TEXTE À ANALYSER:
════

Ce message apparaît comme un avertissement au moment où les négociations pour un retour à l’accord nucléaire de 2015 sont au point mort, la date butoir du 18 octobre approchant à grands pas pour la levée des sanctions.
Si la République Islamique a ralenti son rythme d’enrichissement d’uranium ces derniers mois, alors qu’un échange de prisonniers était en négociations avec les États-Unis par l’intermédiaire du Qatar et d’Oman, Téhéran et Washington insistent pour dissocier les deux dossiers.
Aujourd’hui, plus qu’un retour aux conditions prévalant avant le retrait unilatéral de Donald Trump de l’accord de Vienne en 2018, il s’agirait plutôt de préserver le statu quo actuel : l’objectif serait de limiter l’enrichissement de l’uranium à 60 %, ainsi que de geler les attaques des milices pro-iraniennes contre les intérêts américains au Moyen-Orient, voire de limiter les exportations iraniennes d’équipements militaires vers la Russie.
Téhéran obtiendrait en échange une garantie de ne pas se voir imposer des sanctions supplémentaires, tout en bénéficiant d’une certaine marge de manœuvre pour exporter plus de pétrole malgré les sanctions en vigueur. De quoi contribuer à faire baisser les prix des hydrocarbures sur les marchés internationaux, alors que les baisses de production décidées par l’Arabie Saoudite et la Russie dans le cadre de l’OPEP+ participent actuellement à la poursuite de l’inflation dans le monde.
On le sait, l’une des conditions saoudiennes pour conclure un accord de normalisation avec Israël consiste à obtenir une assistance américaine pour développer un programme nucléaire civil. Jusqu’à présent Riyad a toujours nié avoir une ambition militaire et le prince a rappelé qu’il était défavorable à une prolifération nucléaire.
Toutefois, dans l’hypothèse où l’Iran accédait à l’arme, la perspective d’une course nucléaire au Moyen-Orient inquiète réellement les États-Unis et surtout Israël, qui ne bénéficierait alors plus d’avantage militaire qualitatif dans la région. Afin d’avancer dans l’accord de normalisation avec Israël, Washington tente donc de proposer des solutions comportant des restrictions claires pour contenir le risque d’une militarisation, comme par exemple l’interdiction d’enrichir de l’uranium directement sur le sol saoudien, une condition qui représente encore un point de contentieux essentiel, le royaume refusant pour le moment d’accepter une telle clause.

════

DONNÉES ENREGISTRÉES:
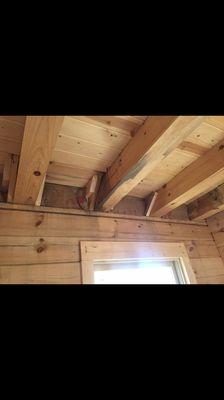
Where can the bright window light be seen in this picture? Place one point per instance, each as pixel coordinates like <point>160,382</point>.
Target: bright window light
<point>146,272</point>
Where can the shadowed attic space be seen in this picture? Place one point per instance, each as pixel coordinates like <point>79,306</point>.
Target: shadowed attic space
<point>159,166</point>
<point>70,182</point>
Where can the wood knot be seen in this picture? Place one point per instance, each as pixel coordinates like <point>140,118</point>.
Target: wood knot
<point>40,249</point>
<point>38,223</point>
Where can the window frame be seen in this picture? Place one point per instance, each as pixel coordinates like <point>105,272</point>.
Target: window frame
<point>95,251</point>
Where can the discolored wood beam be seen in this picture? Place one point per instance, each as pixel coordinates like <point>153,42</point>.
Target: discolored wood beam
<point>39,140</point>
<point>154,140</point>
<point>201,176</point>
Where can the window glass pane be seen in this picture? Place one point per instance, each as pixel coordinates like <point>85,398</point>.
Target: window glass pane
<point>147,272</point>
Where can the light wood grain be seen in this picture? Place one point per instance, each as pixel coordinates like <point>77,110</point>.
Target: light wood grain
<point>154,141</point>
<point>64,273</point>
<point>6,174</point>
<point>12,178</point>
<point>197,179</point>
<point>38,143</point>
<point>209,204</point>
<point>93,251</point>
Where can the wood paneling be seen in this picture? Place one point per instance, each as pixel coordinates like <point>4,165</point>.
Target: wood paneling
<point>198,178</point>
<point>39,139</point>
<point>154,141</point>
<point>11,134</point>
<point>12,178</point>
<point>43,247</point>
<point>209,204</point>
<point>216,226</point>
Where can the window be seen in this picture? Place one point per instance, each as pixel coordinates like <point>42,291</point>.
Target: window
<point>139,272</point>
<point>135,263</point>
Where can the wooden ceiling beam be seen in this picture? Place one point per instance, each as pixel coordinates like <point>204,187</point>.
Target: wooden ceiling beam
<point>201,176</point>
<point>39,140</point>
<point>154,140</point>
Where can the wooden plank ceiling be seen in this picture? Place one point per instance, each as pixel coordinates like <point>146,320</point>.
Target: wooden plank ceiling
<point>87,145</point>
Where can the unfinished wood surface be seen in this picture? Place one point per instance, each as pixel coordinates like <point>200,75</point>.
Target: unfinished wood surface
<point>91,186</point>
<point>209,204</point>
<point>37,242</point>
<point>168,168</point>
<point>155,140</point>
<point>198,178</point>
<point>93,251</point>
<point>179,213</point>
<point>61,196</point>
<point>150,203</point>
<point>69,176</point>
<point>92,200</point>
<point>39,139</point>
<point>11,134</point>
<point>63,273</point>
<point>130,205</point>
<point>67,211</point>
<point>6,174</point>
<point>12,178</point>
<point>216,226</point>
<point>39,197</point>
<point>203,138</point>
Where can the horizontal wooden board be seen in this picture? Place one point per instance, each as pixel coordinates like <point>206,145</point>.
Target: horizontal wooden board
<point>65,211</point>
<point>208,267</point>
<point>63,273</point>
<point>29,250</point>
<point>86,148</point>
<point>25,223</point>
<point>80,161</point>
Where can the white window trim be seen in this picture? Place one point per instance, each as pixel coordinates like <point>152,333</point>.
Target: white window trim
<point>93,251</point>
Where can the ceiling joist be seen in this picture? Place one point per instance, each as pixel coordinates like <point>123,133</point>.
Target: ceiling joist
<point>201,176</point>
<point>154,140</point>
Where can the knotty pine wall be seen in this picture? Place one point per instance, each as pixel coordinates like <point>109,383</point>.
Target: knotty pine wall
<point>43,247</point>
<point>216,226</point>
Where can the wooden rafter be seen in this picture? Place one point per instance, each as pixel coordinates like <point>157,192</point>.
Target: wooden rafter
<point>154,140</point>
<point>150,203</point>
<point>12,178</point>
<point>198,178</point>
<point>39,140</point>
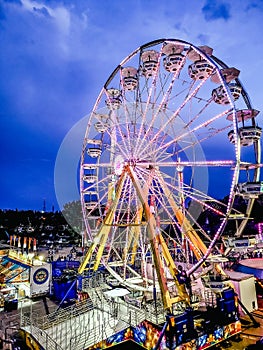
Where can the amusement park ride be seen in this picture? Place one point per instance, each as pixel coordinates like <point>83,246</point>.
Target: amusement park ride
<point>176,120</point>
<point>171,130</point>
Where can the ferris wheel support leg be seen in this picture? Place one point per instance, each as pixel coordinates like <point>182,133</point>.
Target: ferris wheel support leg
<point>173,270</point>
<point>151,229</point>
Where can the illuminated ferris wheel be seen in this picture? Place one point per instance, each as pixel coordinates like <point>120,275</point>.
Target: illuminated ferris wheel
<point>171,133</point>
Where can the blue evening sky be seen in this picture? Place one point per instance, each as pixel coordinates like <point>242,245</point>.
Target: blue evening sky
<point>56,55</point>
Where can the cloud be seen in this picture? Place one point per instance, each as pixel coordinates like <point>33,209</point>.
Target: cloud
<point>215,9</point>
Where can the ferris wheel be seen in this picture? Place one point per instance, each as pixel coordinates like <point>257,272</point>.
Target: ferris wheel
<point>171,134</point>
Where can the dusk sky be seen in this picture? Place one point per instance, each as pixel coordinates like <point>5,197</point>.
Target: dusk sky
<point>56,56</point>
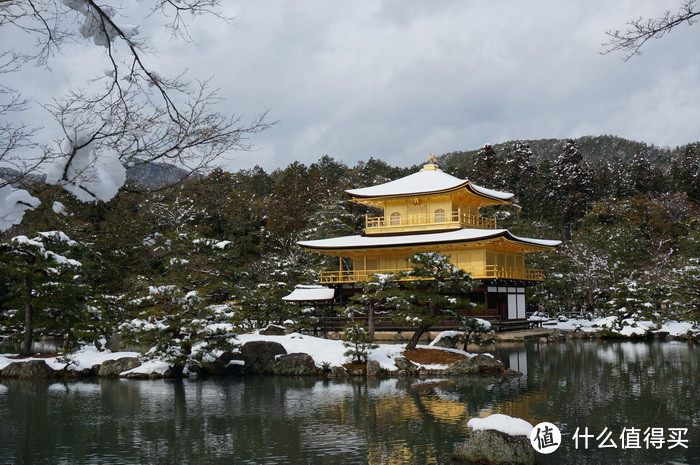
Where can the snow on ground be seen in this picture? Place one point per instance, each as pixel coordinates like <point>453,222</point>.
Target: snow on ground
<point>86,357</point>
<point>321,350</point>
<point>331,351</point>
<point>630,326</point>
<point>151,366</point>
<point>503,423</point>
<point>677,328</point>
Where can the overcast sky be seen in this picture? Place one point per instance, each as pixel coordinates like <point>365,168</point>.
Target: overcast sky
<point>398,79</point>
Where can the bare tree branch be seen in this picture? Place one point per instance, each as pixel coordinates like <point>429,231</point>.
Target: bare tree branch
<point>131,109</point>
<point>640,30</point>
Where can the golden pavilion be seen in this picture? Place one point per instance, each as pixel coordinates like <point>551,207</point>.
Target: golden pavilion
<point>432,211</point>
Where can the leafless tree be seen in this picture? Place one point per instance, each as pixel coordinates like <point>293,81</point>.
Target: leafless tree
<point>640,30</point>
<point>130,110</point>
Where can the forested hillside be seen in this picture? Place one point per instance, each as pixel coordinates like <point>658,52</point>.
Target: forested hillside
<point>155,264</point>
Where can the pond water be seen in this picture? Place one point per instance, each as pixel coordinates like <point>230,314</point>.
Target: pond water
<point>277,420</point>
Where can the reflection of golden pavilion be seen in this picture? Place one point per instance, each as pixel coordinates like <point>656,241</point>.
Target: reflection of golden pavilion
<point>432,211</point>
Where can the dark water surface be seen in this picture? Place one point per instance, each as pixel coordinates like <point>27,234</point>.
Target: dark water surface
<point>276,420</point>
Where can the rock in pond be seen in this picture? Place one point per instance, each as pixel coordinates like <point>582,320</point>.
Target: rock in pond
<point>295,364</point>
<point>373,368</point>
<point>114,367</point>
<point>260,356</point>
<point>498,439</point>
<point>32,369</point>
<point>477,364</point>
<point>406,366</point>
<point>496,448</point>
<point>273,330</point>
<point>338,372</point>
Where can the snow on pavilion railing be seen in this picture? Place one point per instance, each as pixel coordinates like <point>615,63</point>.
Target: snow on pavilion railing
<point>455,219</point>
<point>486,272</point>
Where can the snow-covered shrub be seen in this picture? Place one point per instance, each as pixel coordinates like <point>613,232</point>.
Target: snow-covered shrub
<point>358,343</point>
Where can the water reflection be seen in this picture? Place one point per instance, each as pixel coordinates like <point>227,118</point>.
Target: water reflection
<point>394,421</point>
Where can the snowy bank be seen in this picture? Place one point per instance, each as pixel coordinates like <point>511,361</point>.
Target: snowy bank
<point>622,327</point>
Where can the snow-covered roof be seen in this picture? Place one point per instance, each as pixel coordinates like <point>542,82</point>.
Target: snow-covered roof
<point>304,293</point>
<point>460,235</point>
<point>423,182</point>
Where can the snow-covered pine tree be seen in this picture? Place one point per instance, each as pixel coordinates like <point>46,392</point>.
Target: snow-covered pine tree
<point>46,294</point>
<point>432,290</point>
<point>488,168</point>
<point>572,188</point>
<point>518,171</point>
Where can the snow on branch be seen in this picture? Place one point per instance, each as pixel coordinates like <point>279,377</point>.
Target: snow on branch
<point>640,30</point>
<point>13,204</point>
<point>85,174</point>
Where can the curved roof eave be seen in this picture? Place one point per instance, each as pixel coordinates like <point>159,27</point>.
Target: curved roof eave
<point>430,182</point>
<point>451,237</point>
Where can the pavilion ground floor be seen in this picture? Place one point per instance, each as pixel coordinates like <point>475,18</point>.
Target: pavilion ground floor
<point>501,302</point>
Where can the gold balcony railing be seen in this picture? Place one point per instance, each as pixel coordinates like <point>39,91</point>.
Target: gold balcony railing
<point>436,221</point>
<point>487,272</point>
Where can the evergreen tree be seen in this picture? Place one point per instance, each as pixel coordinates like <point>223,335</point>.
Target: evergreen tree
<point>373,299</point>
<point>644,177</point>
<point>359,343</point>
<point>685,172</point>
<point>44,287</point>
<point>519,172</point>
<point>488,168</point>
<point>433,289</point>
<point>572,188</point>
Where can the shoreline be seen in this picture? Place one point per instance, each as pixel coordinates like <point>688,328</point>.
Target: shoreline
<point>301,355</point>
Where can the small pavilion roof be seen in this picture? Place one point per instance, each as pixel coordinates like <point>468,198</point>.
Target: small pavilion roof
<point>426,181</point>
<point>310,293</point>
<point>460,235</point>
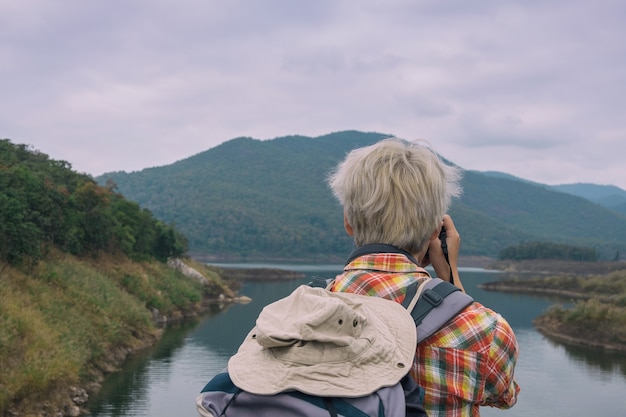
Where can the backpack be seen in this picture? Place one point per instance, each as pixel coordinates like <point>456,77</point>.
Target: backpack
<point>431,305</point>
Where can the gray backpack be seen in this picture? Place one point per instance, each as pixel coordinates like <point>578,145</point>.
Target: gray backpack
<point>431,305</point>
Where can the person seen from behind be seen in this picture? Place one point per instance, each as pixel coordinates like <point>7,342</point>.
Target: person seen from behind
<point>395,195</point>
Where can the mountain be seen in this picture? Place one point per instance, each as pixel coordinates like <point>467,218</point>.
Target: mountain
<point>608,196</point>
<point>252,199</point>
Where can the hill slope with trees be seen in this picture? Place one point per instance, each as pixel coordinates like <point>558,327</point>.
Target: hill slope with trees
<point>83,282</point>
<point>252,199</point>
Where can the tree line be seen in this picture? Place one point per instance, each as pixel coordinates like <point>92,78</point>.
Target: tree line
<point>547,250</point>
<point>44,204</point>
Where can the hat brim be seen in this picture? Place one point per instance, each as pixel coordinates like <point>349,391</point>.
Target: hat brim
<point>390,342</point>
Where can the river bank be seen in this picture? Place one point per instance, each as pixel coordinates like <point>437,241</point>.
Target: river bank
<point>596,314</point>
<point>67,324</point>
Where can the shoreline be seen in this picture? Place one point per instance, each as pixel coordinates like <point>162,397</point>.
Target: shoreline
<point>576,333</point>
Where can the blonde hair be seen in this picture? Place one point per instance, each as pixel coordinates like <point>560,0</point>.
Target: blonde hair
<point>395,192</point>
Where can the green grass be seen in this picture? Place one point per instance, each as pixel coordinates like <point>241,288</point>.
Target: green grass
<point>63,319</point>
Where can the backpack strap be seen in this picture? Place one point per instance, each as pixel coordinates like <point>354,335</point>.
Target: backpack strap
<point>434,303</point>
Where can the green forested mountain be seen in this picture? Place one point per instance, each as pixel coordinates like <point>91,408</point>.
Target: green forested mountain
<point>252,199</point>
<point>45,205</point>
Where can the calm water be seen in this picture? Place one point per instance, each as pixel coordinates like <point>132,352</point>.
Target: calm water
<point>556,380</point>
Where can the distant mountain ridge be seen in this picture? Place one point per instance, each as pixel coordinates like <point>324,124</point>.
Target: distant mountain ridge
<point>253,199</point>
<point>609,196</point>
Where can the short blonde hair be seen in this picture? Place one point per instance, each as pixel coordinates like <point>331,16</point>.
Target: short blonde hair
<point>395,192</point>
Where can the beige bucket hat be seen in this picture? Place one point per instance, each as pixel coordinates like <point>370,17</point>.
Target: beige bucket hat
<point>327,344</point>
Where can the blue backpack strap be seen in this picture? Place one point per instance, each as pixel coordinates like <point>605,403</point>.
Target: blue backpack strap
<point>438,303</point>
<point>430,299</point>
<point>336,406</point>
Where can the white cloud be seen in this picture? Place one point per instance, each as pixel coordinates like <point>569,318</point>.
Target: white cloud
<point>533,88</point>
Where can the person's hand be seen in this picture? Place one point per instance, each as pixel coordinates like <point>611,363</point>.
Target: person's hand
<point>444,267</point>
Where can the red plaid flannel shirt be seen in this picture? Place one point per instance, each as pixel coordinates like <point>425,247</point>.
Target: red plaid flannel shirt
<point>468,363</point>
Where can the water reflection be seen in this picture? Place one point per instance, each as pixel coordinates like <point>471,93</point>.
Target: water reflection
<point>556,380</point>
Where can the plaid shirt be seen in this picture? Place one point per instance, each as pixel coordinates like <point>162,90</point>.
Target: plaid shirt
<point>466,364</point>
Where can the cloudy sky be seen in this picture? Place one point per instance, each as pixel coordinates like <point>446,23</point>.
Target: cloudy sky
<point>534,88</point>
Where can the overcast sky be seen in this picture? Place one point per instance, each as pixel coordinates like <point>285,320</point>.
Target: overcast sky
<point>534,88</point>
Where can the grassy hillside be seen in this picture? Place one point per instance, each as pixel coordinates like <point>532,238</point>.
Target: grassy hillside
<point>66,322</point>
<point>83,280</point>
<point>251,199</point>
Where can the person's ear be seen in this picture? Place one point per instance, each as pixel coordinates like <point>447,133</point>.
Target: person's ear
<point>347,226</point>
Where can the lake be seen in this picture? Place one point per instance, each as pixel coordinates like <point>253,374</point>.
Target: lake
<point>556,380</point>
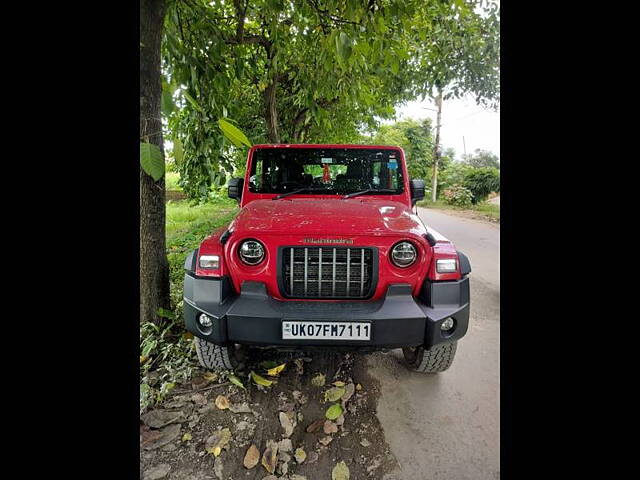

════

À FAIRE:
1. Répondez aux questions suivantes d'après le texte à analyser :
(a) Quelle date butoir approche pour la levée des sanctions ?
(b) Par l'intermédiaire de quels pays l'échange de prisonniers était-il négocié avec les États-Unis ?
(c) Quelle restriction Washington propose-t-il comme exemple pour contenir le risque d'une militarisation du programme saoudien ?
2. Recopiez, dans le texte à analyser, le passage allant de « Si la République » jusqu'à « les deux dossiers. ».

RÉPONSES:
1.
(a) Le 18 octobre.
(b) Le Qatar et Oman.
(c) L'interdiction d'enrichir de l'uranium directement sur le sol saoudien.

2.
Si la République Islamique a ralenti son rythme d’enrichissement d’uranium ces derniers mois, alors qu’un échange de prisonniers était en négociations avec les États-Unis par l’intermédiaire du Qatar et d’Oman, Téhéran et Washington insistent pour dissocier les deux dossiers.